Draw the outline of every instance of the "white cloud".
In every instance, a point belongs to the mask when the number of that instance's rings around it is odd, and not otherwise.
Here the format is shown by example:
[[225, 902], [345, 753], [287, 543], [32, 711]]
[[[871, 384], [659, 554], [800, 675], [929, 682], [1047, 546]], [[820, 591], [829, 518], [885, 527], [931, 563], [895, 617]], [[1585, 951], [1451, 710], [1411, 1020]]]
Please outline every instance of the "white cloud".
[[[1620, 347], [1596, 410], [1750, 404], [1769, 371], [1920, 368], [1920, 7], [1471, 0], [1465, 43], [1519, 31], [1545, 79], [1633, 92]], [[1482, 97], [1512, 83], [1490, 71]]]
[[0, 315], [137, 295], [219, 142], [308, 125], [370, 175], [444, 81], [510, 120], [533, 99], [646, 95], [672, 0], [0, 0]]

++++++++++++++++++++

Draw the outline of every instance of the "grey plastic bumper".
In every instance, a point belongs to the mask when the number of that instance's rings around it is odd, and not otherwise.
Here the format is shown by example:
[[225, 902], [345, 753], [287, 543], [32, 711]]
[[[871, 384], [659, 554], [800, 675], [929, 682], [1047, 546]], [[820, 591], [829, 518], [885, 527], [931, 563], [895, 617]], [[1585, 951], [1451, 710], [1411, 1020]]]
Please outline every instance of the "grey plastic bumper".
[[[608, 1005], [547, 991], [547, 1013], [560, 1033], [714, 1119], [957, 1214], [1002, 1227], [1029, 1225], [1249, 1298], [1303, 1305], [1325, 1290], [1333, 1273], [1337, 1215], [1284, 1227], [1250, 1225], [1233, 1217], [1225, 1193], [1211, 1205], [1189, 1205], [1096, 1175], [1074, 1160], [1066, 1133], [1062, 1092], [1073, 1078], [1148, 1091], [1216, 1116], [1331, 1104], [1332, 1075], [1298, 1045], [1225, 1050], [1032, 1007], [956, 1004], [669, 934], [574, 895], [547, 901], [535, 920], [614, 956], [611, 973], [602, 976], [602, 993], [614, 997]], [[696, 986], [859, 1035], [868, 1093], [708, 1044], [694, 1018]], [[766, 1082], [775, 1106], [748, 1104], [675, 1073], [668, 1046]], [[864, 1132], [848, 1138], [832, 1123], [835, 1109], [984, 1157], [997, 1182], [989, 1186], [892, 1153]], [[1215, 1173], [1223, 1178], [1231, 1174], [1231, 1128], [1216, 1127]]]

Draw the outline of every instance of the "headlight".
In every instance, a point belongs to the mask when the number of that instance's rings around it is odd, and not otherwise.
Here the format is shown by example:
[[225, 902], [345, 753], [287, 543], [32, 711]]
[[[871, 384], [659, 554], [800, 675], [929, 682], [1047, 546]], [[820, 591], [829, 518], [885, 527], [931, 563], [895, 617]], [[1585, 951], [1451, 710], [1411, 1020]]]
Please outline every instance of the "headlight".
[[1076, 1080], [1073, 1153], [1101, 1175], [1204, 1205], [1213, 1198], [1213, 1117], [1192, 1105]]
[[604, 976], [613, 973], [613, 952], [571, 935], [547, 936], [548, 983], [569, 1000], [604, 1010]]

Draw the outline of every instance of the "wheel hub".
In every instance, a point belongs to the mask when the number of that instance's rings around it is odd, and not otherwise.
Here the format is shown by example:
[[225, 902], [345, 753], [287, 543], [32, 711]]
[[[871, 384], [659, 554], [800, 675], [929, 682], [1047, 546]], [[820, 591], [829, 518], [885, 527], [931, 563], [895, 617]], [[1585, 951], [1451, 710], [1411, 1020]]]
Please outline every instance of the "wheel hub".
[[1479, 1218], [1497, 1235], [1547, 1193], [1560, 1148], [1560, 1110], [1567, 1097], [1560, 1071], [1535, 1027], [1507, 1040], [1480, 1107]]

++++++++++++++++++++

-- What you have to do --
Each line in the records above that contains the word "Draw" must be copied.

-- Answer section --
Draw the outline of every instance of the "white cloud".
Draw the outline of every instance of the "grey plastic bumper".
Draw the outline of every instance of the "headlight".
Draw the outline of every instance of the "wheel hub".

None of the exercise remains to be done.